## begin

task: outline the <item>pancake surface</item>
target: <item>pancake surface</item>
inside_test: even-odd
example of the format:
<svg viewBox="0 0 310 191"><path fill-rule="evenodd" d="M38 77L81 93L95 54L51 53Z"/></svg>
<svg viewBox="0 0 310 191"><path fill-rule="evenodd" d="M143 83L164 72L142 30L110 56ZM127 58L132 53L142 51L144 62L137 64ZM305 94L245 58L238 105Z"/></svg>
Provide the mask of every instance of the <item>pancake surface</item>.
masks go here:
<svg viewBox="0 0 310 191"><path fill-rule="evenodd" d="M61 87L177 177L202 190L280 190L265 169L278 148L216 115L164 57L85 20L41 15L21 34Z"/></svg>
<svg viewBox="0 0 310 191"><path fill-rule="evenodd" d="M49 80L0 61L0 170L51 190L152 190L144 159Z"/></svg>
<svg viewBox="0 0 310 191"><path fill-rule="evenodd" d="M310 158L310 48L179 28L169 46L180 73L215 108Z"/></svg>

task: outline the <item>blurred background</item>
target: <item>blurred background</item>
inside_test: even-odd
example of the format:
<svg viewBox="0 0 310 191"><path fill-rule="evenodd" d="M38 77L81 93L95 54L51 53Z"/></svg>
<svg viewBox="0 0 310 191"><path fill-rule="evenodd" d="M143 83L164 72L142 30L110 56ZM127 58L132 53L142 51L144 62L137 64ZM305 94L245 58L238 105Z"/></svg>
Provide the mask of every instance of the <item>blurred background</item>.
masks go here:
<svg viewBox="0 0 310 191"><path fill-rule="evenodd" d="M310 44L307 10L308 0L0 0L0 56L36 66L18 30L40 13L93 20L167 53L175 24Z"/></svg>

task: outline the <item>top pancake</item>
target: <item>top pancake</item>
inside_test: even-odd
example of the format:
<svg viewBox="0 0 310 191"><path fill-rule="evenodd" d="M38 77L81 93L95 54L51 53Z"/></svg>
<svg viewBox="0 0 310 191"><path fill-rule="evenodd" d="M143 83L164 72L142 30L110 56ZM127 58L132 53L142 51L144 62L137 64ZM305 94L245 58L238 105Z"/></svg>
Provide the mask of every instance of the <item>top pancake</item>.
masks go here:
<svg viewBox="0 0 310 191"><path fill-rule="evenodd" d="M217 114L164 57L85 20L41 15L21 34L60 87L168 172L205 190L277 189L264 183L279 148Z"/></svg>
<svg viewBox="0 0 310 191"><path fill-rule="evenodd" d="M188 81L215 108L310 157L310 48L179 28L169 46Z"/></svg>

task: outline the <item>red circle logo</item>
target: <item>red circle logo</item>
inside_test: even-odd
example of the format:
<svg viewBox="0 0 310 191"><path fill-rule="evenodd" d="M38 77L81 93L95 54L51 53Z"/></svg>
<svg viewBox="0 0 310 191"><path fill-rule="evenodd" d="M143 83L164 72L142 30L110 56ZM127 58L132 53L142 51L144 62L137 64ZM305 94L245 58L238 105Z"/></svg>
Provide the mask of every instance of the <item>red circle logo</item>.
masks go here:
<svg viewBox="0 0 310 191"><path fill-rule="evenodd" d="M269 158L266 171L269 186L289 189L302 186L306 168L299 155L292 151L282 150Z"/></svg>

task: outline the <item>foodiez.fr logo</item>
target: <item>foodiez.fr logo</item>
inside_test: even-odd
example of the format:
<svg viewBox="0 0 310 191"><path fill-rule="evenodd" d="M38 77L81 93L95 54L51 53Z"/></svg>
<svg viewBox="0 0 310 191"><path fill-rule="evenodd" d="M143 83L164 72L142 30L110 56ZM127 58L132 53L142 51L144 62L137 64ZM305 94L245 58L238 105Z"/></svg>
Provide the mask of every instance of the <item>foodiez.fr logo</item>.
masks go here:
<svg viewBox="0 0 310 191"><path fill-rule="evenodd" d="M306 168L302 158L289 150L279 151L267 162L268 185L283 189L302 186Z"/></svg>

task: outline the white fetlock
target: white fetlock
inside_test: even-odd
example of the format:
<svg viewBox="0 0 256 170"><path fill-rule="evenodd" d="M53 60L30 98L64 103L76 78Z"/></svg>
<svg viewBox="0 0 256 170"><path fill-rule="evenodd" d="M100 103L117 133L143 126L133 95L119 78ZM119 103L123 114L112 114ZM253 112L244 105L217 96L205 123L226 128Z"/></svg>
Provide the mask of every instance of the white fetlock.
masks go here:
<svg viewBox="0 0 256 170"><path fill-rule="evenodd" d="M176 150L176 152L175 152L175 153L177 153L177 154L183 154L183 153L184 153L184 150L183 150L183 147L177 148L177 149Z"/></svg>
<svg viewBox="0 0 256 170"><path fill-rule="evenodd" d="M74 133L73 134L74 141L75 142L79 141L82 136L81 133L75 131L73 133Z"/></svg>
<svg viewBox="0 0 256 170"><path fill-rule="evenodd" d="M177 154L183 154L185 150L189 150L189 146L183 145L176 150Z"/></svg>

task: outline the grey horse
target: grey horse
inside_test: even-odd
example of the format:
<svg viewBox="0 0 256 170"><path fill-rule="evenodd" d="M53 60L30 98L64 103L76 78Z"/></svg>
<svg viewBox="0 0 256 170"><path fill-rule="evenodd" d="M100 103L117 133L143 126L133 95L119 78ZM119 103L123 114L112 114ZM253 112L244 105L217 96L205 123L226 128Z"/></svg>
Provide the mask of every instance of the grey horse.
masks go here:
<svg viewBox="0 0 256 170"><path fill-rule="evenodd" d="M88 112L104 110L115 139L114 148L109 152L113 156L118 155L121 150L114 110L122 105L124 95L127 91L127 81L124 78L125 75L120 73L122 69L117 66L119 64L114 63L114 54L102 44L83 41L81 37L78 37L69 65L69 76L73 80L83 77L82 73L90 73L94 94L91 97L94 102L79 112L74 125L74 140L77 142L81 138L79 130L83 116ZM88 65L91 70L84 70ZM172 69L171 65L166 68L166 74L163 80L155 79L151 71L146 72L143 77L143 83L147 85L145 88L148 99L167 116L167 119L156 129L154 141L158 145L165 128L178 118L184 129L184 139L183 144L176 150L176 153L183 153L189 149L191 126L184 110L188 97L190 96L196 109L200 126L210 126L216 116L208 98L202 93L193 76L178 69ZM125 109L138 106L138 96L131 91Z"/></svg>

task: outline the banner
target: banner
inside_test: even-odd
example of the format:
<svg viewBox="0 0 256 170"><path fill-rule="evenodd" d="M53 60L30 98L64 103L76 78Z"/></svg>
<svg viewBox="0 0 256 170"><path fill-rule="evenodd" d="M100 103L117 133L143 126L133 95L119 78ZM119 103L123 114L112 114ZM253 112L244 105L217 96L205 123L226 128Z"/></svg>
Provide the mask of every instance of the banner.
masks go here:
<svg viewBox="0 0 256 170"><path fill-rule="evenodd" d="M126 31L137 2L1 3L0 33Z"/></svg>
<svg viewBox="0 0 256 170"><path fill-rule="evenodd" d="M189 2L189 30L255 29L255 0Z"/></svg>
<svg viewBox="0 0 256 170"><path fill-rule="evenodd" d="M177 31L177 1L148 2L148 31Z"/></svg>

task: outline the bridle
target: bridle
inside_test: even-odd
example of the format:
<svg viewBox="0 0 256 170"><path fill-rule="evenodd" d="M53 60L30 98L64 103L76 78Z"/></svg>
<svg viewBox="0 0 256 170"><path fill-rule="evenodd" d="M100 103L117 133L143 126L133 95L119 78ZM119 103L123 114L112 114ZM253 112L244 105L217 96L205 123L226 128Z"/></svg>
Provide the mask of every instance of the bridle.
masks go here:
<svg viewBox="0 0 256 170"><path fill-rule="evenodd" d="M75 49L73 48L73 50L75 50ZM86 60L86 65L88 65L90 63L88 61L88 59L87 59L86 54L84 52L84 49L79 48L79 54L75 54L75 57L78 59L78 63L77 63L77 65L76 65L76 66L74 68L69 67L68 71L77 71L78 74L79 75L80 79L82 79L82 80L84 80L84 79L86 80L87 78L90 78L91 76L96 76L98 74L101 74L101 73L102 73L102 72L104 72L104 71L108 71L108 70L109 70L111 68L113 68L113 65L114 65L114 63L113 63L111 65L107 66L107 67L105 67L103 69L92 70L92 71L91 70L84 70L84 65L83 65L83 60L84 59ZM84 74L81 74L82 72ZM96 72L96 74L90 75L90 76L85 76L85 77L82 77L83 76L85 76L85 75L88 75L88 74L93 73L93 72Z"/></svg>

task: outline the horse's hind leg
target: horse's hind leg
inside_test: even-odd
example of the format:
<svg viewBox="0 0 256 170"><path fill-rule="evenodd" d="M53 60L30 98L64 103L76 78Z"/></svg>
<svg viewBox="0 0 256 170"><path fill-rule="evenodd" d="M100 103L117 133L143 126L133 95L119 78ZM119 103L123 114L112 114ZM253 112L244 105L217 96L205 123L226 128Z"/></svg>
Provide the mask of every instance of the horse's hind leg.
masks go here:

## end

**Requirements**
Please reproduce the data from the line containing "task: outline the <item>blurred" through the line containing "44L307 10L308 0L0", inclusive, with every character kept as it is.

**Correct answer**
task: outline the <item>blurred background</item>
target: <item>blurred background</item>
inside_test: even-odd
example of the format:
<svg viewBox="0 0 310 191"><path fill-rule="evenodd" d="M38 77L81 93L95 54L51 53Z"/></svg>
<svg viewBox="0 0 310 191"><path fill-rule="evenodd" d="M143 83L164 72L142 30L110 56ZM127 58L132 53L142 51L144 62L137 64ZM305 94L245 58L238 105Z"/></svg>
Provide the mask of every instance of the <item>blurred background</item>.
masks go here:
<svg viewBox="0 0 310 191"><path fill-rule="evenodd" d="M310 44L307 10L308 0L0 0L0 56L36 66L18 30L40 13L93 20L167 53L175 24Z"/></svg>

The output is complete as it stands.